### Source document
On May 29, 2009, Rowe and Orbin attended the “Meet in the Middle” rally in support of marriage for same-sex couples in Fresno. After the couple completed a 14-mile march in 90 degree heat, Orbin, who suffers from epilepsy, collapsed in a seizure. The couple experienced hostility from the ambulance driver, but Rowe was ultimately allowed to accompany Orbin to Community Regional Medical Center in Fresno. However, when the couple got the hospital, the driver would not allow Rowe to accompany Orbin into the emergency room even though Orbin had been in and out of consciousness, and Rowe was familiar with her medical history and care.
Rowe repeatedly asked hospital employees to allow her to see Orbin and talk to a physician about her care but was refused. She volunteered to have Orbin’s legal paperwork naming Rowe as her health care agent faxed to the hospital but was told that it wouldn’t do any good. When she asked that she at least be allowed to pass along the message that Orbin not be given the drug Ativan, she was told the message would be conveyed. If the message was given to those treating Orbin, it was ignored because Orbin was given the drug, which she didn’t need and which causes her unnecessary pain. Meanwhile, when she was awake, Orbin was also asking to be allowed to see Rowe. Although they were both told that no visitors were allowed in the area where Orbin was being treated, other patients were receiving guests. After being separated for several hours, Orbin finally saw her doctor. She complained to him, and Rowe was eventually allowed to be with her.

### Activities
**1.** Decide whether each statement agrees with the account of the Fresno hospital incident, answering yes or no and quoting the words of the text that decide it. (a) Orbin collapsed after a 14-mile march in 90 degree heat. (b) Rowe was kept from riding with Orbin to the hospital. (c) No patients in the area where Orbin was treated had visitors.
**2.** Resume the account of the Fresno hospital incident, starting after its last sentence.

### Data section

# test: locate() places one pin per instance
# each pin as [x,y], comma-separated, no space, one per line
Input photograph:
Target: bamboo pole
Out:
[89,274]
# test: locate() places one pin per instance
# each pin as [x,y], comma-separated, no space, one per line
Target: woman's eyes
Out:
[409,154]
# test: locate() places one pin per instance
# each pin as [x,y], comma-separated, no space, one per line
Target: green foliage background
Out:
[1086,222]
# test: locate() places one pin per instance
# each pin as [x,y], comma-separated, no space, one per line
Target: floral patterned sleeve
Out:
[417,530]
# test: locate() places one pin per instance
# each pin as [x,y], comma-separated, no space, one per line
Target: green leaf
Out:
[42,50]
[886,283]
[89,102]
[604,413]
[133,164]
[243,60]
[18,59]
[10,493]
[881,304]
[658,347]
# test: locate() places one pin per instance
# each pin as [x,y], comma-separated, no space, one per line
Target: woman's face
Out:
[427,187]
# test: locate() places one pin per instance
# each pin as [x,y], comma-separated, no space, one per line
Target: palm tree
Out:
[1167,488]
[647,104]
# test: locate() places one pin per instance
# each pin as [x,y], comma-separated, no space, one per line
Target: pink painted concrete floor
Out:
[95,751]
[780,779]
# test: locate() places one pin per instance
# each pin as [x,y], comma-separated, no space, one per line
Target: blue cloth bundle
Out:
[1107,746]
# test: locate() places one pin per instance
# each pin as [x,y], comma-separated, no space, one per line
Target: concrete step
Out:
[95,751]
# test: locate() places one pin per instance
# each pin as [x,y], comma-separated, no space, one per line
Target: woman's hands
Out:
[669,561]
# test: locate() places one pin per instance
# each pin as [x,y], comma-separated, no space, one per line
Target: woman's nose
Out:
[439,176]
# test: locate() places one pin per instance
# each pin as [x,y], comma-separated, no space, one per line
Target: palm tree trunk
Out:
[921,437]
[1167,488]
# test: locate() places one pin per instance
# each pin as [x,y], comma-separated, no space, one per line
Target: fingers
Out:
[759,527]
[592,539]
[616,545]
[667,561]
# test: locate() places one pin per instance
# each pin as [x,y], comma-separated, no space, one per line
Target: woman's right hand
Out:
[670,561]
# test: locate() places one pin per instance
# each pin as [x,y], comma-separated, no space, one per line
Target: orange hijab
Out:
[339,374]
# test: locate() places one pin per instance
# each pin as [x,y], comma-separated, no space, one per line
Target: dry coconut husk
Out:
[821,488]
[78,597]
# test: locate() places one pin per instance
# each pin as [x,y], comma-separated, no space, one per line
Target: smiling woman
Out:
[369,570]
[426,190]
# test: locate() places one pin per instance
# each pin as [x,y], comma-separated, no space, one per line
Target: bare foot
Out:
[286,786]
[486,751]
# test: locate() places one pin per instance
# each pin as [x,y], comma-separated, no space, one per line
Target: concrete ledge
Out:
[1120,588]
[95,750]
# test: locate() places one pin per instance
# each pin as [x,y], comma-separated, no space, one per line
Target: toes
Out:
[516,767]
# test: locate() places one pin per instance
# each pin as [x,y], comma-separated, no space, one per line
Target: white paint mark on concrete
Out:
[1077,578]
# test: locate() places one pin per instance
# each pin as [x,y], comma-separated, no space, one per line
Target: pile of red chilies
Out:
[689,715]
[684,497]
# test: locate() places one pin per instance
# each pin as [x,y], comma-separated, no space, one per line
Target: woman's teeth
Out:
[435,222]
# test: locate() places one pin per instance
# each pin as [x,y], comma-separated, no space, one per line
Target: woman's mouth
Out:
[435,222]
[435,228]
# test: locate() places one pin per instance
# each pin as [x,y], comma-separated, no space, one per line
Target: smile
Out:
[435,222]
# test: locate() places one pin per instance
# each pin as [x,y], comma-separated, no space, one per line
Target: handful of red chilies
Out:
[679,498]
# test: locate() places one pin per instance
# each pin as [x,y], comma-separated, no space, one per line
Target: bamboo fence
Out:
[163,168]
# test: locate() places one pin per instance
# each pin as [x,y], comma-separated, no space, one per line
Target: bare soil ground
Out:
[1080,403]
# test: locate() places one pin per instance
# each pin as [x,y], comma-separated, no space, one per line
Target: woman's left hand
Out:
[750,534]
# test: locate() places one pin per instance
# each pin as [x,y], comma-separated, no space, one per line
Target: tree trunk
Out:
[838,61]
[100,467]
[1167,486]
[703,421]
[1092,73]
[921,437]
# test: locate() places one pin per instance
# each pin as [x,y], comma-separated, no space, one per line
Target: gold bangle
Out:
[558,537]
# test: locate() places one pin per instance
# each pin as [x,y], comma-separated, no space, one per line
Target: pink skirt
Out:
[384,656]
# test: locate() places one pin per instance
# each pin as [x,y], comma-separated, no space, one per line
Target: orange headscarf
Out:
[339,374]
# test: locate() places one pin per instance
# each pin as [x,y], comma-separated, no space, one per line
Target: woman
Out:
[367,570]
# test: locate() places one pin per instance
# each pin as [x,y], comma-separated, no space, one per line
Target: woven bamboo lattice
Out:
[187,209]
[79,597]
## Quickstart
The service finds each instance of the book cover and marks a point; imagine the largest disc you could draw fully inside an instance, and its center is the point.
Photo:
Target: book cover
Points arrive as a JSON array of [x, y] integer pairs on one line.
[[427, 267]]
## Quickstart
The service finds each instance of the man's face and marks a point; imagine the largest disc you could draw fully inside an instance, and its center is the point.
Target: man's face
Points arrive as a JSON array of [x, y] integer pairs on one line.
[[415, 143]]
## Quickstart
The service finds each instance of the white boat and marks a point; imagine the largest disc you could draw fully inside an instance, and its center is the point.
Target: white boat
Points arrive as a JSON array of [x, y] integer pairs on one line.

### Responses by task
**1.**
(a) Yes: "After the couple completed a 14-mile march in 90 degree heat, Orbin, who suffers from epilepsy, collapsed in a seizure."
(b) No: "but Rowe was ultimately allowed to accompany Orbin to Community Regional Medical Center in Fresno."
(c) No: "other patients were receiving guests."

**2.**
“Until the California Supreme Court upheld Prop 8, Kristen and Teresa were planning to get married. In this climate, hospitals must be especially diligent to protect same-sex couples from discrimination,” said Elizabeth Gill, a staff attorney with the ACLU of Northern California. “As these events so painfully demonstrate, no matter what hoops same-sex couples jump through to protect their relationships, these kinds of horrible things will continue to happen as long as couples are denied the recognition and respect that only comes with marriage.”
The letter sent by the ACLU and NCLR charges that it was a violation of state law for the hospital to discriminate against the couple based on their sexual orientation, as well as to refuse to recognize Rowe’s legal authority, which was authorized by Orbin’s advance health care directive. The letter also notes that hospitals must post and follow a patient’s bill of rights that bars discrimination based on sexual orientation and grants patients the ability to designate visitors of their choosing and to decide who is able to make emergency decision about their care. The letter urges Community Medical Centers immediately to affirm their commitment to inclusive and sensitive medical care for LGBT patients, and to take a number of steps to carry out that commitment.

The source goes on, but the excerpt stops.